┌─ Material supplied

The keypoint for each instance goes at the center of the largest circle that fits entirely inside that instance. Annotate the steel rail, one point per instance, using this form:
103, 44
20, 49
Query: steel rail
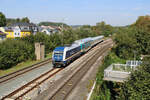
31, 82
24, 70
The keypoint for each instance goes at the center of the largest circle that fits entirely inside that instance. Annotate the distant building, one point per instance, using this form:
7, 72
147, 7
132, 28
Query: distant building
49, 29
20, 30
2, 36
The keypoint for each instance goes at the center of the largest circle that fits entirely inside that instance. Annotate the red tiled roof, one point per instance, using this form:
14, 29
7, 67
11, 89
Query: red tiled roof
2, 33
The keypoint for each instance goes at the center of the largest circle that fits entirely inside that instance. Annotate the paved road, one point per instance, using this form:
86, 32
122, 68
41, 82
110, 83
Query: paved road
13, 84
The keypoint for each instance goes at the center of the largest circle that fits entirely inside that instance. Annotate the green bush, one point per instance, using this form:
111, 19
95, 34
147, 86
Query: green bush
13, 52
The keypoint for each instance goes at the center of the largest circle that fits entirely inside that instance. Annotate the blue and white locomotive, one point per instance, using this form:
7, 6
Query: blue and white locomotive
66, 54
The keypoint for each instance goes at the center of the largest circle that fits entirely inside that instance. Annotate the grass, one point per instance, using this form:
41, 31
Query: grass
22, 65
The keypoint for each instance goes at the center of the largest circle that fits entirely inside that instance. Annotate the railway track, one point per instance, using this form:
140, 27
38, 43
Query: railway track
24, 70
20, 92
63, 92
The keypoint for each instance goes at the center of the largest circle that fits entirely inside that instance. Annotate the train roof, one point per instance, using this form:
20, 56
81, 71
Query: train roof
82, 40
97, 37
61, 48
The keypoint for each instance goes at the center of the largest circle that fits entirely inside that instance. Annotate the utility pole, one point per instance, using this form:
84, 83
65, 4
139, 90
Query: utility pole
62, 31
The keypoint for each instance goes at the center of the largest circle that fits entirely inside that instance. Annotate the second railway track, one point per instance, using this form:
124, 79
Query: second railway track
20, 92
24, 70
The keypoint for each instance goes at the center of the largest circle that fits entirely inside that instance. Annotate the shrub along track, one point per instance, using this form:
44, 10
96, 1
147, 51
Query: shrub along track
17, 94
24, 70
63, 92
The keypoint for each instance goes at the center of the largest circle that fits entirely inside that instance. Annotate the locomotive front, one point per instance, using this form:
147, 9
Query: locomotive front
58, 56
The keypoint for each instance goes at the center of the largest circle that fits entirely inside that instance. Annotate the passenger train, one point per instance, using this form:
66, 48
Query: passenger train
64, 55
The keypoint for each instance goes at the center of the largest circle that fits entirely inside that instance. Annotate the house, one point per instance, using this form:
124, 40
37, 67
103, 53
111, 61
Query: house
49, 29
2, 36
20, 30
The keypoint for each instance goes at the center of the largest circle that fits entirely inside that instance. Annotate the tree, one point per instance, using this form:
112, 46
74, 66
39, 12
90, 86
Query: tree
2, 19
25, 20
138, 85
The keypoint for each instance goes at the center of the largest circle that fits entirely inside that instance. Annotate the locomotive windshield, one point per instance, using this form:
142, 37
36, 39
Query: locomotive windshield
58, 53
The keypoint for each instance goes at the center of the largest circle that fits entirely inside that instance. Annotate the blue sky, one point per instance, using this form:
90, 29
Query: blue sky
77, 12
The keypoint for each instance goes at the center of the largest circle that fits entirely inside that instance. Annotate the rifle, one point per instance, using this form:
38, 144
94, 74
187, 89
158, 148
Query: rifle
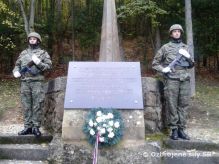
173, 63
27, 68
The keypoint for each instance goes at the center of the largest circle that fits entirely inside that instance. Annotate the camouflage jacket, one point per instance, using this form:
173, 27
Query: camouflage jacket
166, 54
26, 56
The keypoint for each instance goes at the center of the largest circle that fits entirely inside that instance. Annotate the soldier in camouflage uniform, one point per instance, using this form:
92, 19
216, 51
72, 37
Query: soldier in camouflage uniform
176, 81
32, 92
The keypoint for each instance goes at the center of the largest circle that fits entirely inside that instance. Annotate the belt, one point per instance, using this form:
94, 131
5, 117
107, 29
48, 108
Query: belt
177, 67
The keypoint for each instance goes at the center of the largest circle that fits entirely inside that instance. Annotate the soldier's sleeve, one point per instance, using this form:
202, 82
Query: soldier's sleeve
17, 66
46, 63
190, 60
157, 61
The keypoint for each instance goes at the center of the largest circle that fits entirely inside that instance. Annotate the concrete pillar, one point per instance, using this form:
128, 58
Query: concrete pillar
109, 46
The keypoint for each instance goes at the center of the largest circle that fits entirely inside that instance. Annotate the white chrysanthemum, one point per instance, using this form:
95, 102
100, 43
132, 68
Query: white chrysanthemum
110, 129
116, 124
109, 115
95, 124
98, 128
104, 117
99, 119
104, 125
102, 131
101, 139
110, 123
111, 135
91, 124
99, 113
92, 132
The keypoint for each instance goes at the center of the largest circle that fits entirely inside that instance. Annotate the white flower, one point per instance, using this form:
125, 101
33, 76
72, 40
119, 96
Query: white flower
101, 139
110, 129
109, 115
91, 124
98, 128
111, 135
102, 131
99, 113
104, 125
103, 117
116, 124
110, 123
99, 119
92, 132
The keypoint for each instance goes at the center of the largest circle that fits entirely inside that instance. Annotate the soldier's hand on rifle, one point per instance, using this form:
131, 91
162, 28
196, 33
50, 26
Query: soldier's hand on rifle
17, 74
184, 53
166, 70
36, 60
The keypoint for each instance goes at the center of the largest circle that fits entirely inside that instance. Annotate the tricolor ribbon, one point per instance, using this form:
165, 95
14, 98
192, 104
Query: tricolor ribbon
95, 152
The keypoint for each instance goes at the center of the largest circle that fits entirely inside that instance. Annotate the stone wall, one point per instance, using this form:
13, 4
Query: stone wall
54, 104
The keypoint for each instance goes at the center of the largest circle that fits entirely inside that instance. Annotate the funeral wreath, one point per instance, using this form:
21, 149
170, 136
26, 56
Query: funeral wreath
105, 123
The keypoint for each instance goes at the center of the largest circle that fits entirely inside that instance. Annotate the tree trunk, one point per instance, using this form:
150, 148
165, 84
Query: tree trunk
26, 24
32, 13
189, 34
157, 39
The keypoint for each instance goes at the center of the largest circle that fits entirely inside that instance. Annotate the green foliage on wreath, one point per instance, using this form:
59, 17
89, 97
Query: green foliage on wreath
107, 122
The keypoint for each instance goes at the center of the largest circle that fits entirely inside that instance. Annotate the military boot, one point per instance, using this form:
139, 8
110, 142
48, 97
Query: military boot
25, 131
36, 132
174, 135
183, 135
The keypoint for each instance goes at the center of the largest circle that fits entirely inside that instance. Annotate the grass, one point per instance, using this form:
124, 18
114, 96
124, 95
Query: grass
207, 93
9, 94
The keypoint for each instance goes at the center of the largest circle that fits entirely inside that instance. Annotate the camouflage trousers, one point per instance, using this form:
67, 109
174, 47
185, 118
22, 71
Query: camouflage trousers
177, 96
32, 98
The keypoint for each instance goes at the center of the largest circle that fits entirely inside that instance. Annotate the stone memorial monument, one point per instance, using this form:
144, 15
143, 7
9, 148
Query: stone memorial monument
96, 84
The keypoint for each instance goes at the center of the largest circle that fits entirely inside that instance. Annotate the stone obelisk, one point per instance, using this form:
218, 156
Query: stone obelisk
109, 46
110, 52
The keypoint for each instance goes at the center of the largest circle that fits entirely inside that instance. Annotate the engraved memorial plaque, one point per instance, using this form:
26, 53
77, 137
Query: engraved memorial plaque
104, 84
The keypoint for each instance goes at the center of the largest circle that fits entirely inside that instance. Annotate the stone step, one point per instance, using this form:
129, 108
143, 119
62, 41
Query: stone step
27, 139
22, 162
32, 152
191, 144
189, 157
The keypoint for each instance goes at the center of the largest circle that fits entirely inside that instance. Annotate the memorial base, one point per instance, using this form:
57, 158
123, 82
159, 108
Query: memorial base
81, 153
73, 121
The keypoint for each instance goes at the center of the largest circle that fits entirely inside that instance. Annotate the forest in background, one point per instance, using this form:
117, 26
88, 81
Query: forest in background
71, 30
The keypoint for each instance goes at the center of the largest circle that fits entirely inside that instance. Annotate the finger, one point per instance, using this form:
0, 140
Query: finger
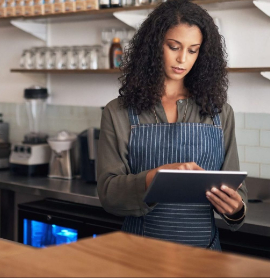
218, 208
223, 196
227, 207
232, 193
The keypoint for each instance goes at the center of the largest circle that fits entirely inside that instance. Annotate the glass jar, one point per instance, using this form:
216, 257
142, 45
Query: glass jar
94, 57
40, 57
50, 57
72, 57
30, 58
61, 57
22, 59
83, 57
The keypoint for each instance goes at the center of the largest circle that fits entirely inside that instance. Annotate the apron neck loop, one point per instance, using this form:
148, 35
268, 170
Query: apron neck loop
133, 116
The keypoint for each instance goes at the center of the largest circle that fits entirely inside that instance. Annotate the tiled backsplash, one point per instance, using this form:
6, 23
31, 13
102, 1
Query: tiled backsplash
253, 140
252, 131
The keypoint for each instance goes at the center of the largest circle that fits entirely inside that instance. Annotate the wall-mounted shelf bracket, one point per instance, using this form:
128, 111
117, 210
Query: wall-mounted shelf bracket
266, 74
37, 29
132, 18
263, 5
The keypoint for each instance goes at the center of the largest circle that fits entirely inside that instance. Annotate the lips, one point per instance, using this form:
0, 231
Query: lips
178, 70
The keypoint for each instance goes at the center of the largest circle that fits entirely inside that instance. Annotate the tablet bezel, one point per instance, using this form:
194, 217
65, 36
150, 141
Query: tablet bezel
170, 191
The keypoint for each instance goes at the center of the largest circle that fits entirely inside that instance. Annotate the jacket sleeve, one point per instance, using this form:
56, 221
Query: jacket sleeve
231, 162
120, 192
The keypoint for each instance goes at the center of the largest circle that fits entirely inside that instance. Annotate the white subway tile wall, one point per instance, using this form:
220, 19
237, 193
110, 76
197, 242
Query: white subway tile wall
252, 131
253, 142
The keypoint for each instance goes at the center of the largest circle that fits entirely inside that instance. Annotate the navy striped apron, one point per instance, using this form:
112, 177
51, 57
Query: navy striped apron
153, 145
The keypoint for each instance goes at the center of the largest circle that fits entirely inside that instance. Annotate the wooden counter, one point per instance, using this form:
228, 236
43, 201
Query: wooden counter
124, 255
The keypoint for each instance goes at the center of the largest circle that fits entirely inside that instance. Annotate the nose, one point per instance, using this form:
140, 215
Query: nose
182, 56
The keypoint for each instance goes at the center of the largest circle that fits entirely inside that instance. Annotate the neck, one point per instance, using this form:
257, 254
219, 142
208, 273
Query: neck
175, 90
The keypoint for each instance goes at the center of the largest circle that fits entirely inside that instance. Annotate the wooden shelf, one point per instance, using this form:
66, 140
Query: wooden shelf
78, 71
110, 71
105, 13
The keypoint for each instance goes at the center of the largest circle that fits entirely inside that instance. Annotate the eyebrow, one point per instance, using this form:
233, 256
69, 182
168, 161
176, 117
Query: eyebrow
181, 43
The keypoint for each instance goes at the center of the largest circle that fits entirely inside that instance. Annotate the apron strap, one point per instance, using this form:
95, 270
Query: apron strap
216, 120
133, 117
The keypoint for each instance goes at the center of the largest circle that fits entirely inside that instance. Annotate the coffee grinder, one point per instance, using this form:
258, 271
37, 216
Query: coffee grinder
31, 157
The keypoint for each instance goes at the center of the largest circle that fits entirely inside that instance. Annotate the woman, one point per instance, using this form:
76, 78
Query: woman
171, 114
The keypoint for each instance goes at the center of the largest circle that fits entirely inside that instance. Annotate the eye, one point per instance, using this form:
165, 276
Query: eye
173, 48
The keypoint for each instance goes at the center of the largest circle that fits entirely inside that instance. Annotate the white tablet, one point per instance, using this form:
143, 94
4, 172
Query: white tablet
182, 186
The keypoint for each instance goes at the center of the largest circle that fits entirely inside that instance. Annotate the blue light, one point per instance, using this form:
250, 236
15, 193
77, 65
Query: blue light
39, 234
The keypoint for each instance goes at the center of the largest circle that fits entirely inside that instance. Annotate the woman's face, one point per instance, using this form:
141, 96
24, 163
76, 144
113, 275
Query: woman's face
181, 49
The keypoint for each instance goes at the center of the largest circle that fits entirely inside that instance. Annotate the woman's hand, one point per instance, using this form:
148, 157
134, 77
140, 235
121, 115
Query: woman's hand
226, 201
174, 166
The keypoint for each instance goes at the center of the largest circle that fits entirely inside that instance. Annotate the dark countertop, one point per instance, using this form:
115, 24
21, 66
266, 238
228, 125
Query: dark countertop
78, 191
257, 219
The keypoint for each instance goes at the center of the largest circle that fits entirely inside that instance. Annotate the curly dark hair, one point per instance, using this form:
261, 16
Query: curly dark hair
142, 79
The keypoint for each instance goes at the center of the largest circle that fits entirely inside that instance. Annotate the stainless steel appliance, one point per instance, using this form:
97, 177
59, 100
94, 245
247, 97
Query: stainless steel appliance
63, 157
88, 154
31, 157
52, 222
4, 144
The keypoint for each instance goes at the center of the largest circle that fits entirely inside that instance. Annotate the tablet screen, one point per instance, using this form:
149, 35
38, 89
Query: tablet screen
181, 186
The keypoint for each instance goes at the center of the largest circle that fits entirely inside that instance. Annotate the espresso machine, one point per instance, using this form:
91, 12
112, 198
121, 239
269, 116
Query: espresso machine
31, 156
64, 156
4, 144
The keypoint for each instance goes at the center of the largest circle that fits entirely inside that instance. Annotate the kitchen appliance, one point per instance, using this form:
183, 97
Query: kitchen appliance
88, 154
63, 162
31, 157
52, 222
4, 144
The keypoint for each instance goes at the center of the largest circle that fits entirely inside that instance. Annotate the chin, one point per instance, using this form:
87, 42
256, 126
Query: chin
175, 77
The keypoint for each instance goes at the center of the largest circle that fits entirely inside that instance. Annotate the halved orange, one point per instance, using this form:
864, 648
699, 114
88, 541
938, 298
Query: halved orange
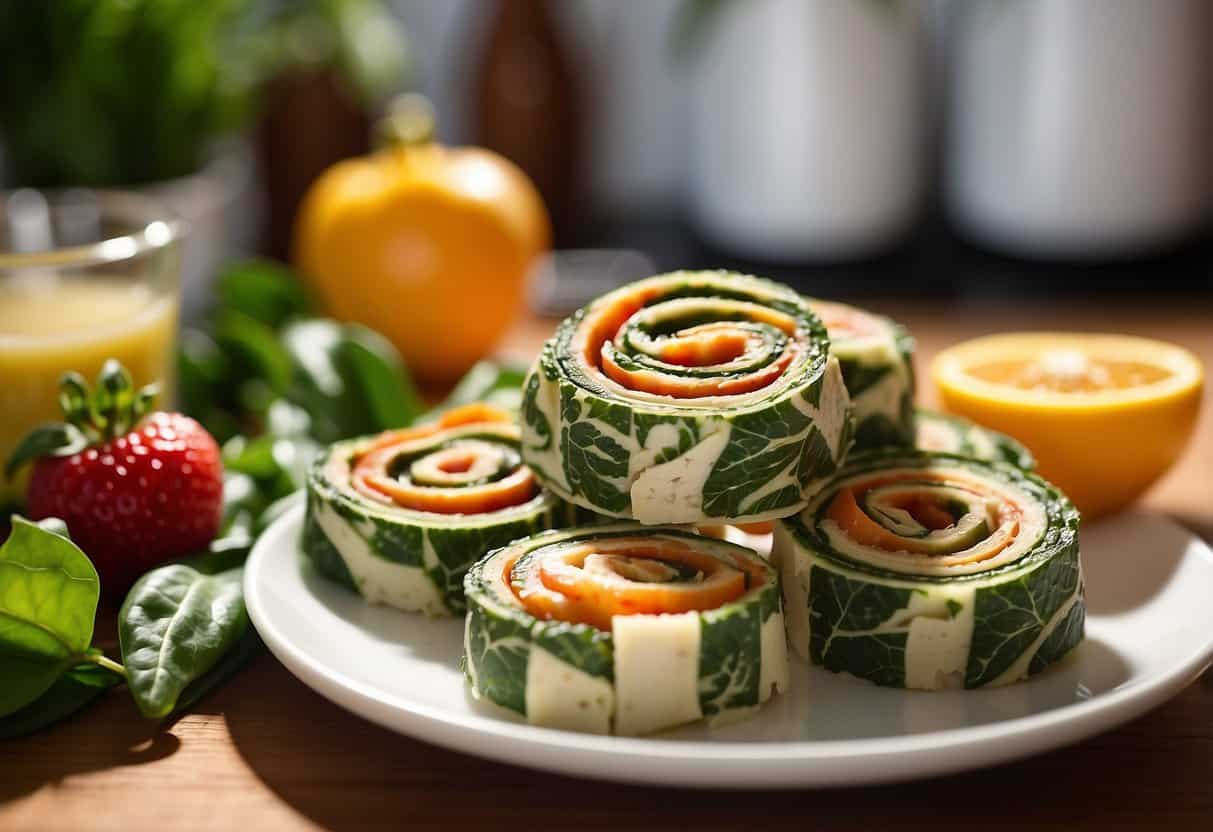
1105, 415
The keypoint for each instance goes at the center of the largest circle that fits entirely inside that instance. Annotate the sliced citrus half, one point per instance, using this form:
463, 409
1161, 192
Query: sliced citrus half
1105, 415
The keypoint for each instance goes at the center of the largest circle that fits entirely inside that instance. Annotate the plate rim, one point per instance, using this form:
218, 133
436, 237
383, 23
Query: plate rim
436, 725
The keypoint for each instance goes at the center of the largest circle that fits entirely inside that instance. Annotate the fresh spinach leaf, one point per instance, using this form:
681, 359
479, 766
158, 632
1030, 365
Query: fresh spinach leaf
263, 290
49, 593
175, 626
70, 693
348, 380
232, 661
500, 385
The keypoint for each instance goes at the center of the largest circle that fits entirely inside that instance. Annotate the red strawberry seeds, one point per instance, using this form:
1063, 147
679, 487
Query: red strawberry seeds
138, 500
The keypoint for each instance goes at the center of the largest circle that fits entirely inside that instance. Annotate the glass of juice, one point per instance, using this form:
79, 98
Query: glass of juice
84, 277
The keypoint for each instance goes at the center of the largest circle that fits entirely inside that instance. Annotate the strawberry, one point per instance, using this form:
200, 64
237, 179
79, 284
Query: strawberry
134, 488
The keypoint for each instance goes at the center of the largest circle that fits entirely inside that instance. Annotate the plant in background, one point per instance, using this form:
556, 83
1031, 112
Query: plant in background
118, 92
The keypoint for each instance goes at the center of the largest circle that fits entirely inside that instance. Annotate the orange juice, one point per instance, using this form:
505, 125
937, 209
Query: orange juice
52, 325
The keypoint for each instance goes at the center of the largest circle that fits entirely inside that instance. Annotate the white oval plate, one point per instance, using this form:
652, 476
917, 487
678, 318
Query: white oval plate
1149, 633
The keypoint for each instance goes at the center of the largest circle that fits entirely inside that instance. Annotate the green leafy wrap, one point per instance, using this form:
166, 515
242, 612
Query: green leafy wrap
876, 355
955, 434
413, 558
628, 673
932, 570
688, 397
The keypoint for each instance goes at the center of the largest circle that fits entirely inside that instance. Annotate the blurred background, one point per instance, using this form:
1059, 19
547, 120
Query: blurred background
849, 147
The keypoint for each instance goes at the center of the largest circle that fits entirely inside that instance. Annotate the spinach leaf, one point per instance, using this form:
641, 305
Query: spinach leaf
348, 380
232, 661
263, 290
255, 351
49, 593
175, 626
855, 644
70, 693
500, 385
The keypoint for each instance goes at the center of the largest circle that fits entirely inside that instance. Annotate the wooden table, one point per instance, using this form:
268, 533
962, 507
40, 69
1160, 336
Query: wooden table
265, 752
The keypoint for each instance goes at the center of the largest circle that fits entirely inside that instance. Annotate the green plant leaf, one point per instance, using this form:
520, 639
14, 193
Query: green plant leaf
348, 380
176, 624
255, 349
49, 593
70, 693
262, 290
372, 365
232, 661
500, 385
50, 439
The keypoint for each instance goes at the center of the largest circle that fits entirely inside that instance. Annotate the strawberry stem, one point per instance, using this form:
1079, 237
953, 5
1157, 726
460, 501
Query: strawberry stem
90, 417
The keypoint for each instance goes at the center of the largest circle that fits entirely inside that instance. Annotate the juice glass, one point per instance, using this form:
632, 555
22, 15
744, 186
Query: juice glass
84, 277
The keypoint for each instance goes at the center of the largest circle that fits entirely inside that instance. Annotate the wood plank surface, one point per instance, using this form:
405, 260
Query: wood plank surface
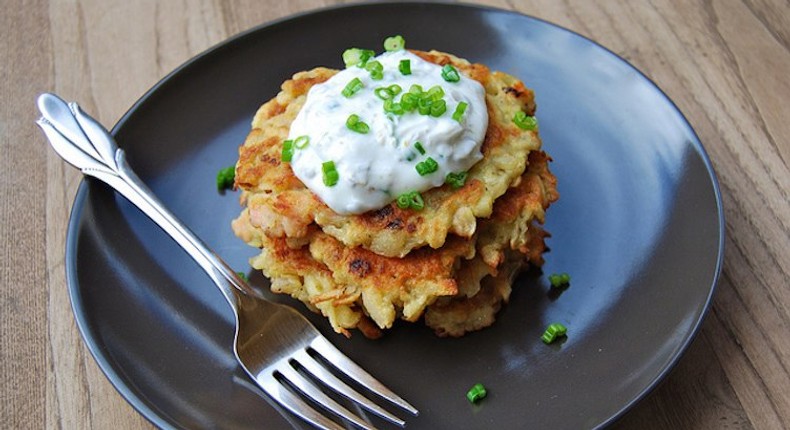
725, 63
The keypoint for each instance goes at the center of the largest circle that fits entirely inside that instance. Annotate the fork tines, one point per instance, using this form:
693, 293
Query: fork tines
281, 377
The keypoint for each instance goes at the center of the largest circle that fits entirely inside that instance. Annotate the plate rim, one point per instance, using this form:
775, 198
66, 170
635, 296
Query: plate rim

└─

Take the line containing "Annotate the juice" through the last line of the material and retype exactly those lines, both ends included, with no pictures.

Solution for this problem »
The keypoint for each instance goes at the center of the largest circle that fits entirely inside that instance. Annotate the juice glass, one point per instance, using this form:
632, 555
22, 15
744, 186
Query: juice glass
84, 277
The keypoint for each instance goes at the center of the largest circle that fits entirely inside that instance. Annotate the wood plank surface, one point per instance, using this form:
405, 260
Query: wood plank surface
725, 63
The keypoint for each instance goes at the center of the largest circle that fits entirely inside that instance. Annotate the fork tines, one point per instance, using this form:
693, 293
Query: fork tines
281, 377
The keypoint for each instance goes at the center of the largest circle that fits entirely inside that instance. Annotate the plate rim, one point per instance, using this form:
775, 198
66, 170
635, 296
Query: plate rim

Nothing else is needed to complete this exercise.